**Recorded data**
## start

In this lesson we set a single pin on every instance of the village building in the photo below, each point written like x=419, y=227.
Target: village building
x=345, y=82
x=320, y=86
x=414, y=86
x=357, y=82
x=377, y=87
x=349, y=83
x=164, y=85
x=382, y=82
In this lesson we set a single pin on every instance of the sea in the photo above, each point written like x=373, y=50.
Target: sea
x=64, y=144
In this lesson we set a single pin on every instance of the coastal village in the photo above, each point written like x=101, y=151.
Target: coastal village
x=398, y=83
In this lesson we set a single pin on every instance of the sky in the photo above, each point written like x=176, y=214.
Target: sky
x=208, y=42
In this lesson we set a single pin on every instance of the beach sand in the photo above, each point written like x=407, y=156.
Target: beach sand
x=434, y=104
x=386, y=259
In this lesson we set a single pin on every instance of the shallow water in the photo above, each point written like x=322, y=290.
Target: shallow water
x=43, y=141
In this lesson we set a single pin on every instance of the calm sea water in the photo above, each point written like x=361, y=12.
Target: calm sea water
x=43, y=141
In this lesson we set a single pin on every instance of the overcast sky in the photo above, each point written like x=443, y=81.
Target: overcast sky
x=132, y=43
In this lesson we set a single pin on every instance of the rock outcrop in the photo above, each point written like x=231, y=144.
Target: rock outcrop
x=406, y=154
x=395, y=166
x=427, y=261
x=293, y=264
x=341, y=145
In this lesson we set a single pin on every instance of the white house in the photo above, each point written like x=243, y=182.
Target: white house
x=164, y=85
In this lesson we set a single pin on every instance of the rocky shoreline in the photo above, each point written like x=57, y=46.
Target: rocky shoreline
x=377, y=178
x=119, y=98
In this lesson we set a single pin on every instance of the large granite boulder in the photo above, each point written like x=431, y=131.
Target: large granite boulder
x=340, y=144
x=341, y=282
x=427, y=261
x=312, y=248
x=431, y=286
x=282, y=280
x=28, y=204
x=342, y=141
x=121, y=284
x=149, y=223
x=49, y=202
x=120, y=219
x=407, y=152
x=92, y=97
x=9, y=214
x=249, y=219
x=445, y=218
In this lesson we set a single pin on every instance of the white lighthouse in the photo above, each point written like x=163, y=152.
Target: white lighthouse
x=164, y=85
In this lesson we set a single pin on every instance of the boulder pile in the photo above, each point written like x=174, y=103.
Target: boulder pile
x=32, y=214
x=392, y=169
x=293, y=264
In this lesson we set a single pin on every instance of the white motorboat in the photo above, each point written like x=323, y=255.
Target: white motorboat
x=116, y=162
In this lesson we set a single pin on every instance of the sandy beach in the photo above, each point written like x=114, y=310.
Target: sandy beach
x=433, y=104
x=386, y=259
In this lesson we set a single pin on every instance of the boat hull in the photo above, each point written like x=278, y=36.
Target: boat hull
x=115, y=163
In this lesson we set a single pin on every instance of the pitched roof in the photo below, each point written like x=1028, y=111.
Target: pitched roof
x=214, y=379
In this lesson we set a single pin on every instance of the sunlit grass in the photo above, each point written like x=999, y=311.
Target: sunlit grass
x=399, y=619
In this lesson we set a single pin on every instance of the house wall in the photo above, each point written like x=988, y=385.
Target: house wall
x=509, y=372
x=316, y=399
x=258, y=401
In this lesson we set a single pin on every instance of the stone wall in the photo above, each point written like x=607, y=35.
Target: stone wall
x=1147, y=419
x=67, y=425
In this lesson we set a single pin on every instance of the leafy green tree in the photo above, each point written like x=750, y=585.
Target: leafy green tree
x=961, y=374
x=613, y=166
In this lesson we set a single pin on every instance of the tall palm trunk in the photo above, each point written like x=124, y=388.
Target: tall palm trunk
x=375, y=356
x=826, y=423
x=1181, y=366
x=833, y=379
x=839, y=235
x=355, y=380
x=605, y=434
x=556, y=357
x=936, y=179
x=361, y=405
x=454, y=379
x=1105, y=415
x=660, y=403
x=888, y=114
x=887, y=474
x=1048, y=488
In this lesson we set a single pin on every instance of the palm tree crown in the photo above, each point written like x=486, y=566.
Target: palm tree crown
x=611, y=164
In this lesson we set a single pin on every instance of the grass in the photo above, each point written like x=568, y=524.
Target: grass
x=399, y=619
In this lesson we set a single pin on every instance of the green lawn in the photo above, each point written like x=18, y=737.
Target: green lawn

## end

**What the exercise asks**
Turn the listing above, from its first line down to the line containing "x=119, y=98" (both ends included), into a numbered list, leaving out any blank lines.

**Response**
1. In this lesson we set a single pin on every instance of the village building in the photo below, each point written like x=419, y=227.
2. Target: village building
3. x=345, y=82
4. x=320, y=86
5. x=414, y=86
6. x=357, y=82
7. x=377, y=87
8. x=349, y=83
9. x=164, y=85
10. x=382, y=82
11. In this lesson we set a single pin on every instance of the sea in the photo above, each point written like x=373, y=50.
12. Target: sea
13. x=64, y=144
14. In this lesson we set a single pin on every instance of the coastal village in the photo above, each point written like x=101, y=151.
15. Target: coastal village
16. x=398, y=83
17. In this lesson we set a single pin on every instance of the sky in the photo above, each point written like x=176, y=214.
18. Target: sky
19. x=208, y=42
20. In this lesson we set a single pin on every instance of the beach sand in the photo above, each point written like x=407, y=156.
21. Target: beach sand
22. x=434, y=104
23. x=386, y=259
24. In this lesson we set a single pin on every instance of the shallow water in the photo above, each point written like x=322, y=290.
25. Target: shallow water
26. x=43, y=141
27. In this lesson we set a single pin on every instance of the calm sea water in the photo above, each point written like x=361, y=12.
28. Target: calm sea water
29. x=43, y=141
30. In this lesson we set a single pin on every instance of the overcast sky in the photo above, each point written like x=443, y=81.
31. Target: overcast sky
32. x=132, y=43
33. In this lesson we set a single pin on every instance of the rock outcrop in the photo above, each point written like x=231, y=144.
34. Target: rock outcrop
35. x=406, y=154
36. x=395, y=166
37. x=427, y=261
38. x=293, y=264
39. x=341, y=145
40. In this lesson we set a single pin on every instance of the white house in the photo above, each point written like x=243, y=182.
41. Target: white house
42. x=164, y=85
43. In this lesson we set a single pin on every instance of the rocky shoreline in the photo above, each point written like x=57, y=46.
44. Target: rocky shoreline
45. x=377, y=178
46. x=119, y=98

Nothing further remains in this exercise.